» **SHORT TASK**
Rewrite the records below, changing each occurrence of "newline-separated" to "separated by line breaks" and leaving every other part as it stands.

» **Object pointing dataset rows**
START

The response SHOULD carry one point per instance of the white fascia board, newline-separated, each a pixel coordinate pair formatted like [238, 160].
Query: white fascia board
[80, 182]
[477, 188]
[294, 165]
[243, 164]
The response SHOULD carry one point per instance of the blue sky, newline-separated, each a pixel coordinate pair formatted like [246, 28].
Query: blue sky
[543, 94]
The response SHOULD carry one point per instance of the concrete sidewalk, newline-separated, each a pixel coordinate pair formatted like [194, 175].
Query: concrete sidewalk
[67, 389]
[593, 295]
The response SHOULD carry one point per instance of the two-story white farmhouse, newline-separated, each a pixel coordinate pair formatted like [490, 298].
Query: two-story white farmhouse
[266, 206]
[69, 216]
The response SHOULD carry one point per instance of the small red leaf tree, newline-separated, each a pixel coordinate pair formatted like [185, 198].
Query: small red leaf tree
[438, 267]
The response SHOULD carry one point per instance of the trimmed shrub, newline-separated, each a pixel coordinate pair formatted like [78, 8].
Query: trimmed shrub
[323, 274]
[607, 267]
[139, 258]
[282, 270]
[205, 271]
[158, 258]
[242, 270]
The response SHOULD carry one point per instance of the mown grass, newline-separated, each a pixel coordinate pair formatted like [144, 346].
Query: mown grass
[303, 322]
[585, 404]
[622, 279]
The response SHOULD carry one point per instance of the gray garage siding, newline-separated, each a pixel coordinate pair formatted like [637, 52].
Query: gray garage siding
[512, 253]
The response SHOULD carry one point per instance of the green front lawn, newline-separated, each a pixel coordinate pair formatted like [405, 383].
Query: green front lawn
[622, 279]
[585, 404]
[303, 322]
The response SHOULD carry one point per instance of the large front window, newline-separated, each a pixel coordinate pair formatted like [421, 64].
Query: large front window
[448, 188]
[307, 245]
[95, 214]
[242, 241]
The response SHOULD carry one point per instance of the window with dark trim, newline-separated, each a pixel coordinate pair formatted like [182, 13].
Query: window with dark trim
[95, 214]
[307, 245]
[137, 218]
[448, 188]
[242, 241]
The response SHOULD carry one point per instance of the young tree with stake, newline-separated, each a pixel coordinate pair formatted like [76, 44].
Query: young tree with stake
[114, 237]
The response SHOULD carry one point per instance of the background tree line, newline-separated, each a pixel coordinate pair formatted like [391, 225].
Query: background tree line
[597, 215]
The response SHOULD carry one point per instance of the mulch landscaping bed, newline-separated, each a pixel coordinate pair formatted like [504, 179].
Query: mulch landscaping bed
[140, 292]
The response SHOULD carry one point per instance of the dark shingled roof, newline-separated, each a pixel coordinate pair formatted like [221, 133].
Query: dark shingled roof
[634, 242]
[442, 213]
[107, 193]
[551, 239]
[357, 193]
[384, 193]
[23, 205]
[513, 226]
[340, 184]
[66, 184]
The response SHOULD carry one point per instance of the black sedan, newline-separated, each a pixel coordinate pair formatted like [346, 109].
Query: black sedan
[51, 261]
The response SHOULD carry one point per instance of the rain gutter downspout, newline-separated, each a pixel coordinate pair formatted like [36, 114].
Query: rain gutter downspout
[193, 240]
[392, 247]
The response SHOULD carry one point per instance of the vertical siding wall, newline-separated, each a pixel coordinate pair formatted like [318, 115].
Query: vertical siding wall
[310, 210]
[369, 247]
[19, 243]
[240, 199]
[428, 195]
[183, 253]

END

» **RESPONSE TO THIS TASK**
The response SHOULD carry one point per instance of the white fascia board, separated by line breaks, each a pixel coordinate pair formatted like [238, 160].
Query: white fascia board
[80, 182]
[477, 188]
[294, 165]
[243, 164]
The response SHOULD carry one point per instance of the blue sky, separated by line breaks, each a pixel coordinate pair formatted like [246, 28].
Query: blue sky
[543, 94]
The response SHOULD carry one point per instance of the concrete sidewalk, separated by line breaks, each a pixel coordinate pair formatted like [194, 175].
Query: concrete sidewalk
[67, 389]
[593, 295]
The response SHOULD carry one point per instance of the two-story white farmhouse, separated by line breaks, each a pixel coordinate pair formatted like [490, 298].
Query: two-story white farmhouse
[266, 206]
[69, 216]
The response SHOULD carry one point per instance of the small red leaf tree, separated by line breaks, each a pixel coordinate pair formatted like [185, 198].
Query: small red leaf tree
[438, 267]
The response SHOULD carry one point per instance of the trimmed shrub, separated by line breaks, each a pixel coordinate pair formatted like [78, 8].
Query: trimmed shrub
[323, 274]
[607, 267]
[139, 258]
[282, 270]
[205, 271]
[158, 258]
[242, 270]
The response SHOULD carry one point per instance of the mown grass, separated by line breaks, each a pixel coordinate pair formatted like [144, 346].
Query: mown grass
[303, 322]
[585, 404]
[622, 279]
The response SHOULD carry one point per instance of the gray garage siding, separated by line breaks, each a pixel coordinate pair formatted like [637, 52].
Query: gray garage siding
[512, 253]
The response SHOULD carry one point per instance of the green front lawn, separated by line breaks, each a pixel coordinate pair formatted like [405, 383].
Query: green front lawn
[622, 279]
[585, 404]
[303, 322]
The response SHOULD carry one point per instance of the large front window, separated by line breaks, each a pixel coordinate pair formatted like [421, 64].
Query: large front window
[448, 188]
[307, 245]
[95, 214]
[242, 241]
The response SHOULD carry one point per instance of the window with dark trim, separated by line breaks, each a pixel coordinate pair formatted like [182, 13].
Query: window with dark trim
[95, 214]
[307, 245]
[137, 218]
[448, 188]
[242, 241]
The response SHOULD carry one point per instance of the young tree with stake, separated by line breaks, each a pixel coordinate pair formatted like [76, 44].
Query: young tree with stake
[114, 237]
The response SHOULD carry one point per instance of the background tree line, separated by line breaks, each a pixel coordinate pair formatted like [391, 225].
Query: background tree line
[597, 215]
The response SHOULD carry one point per instance of the mulch landscaping bed, separated by line breaks, each a pixel coordinate pair formatted like [504, 179].
Query: mulch landscaping bed
[140, 292]
The response SHOULD carry one point per instance of the dark shingled roof, separated by line breaks, each a pixel coordinate pair formatted like [221, 133].
Query: dark shingled roof
[634, 242]
[442, 213]
[107, 193]
[551, 239]
[357, 193]
[384, 193]
[23, 205]
[513, 226]
[340, 184]
[66, 184]
The response SHOULD carry one point per instance of the black sedan, separated by line breaks, each a pixel coordinate pair formatted like [346, 109].
Query: black sedan
[51, 261]
The response SHOULD carry one point per instance of the rain gutter downspout, separated by line breaks, each a pixel coordinate pair formatted like [36, 114].
Query: rain gutter downspout
[193, 240]
[392, 247]
The response SHOULD carry one point per instance of the vertical siding wall, separated by line breaks, each a pixel coordinate pair formatted like [318, 115].
Query: vertical siding wall
[310, 210]
[369, 247]
[19, 243]
[240, 199]
[428, 195]
[183, 253]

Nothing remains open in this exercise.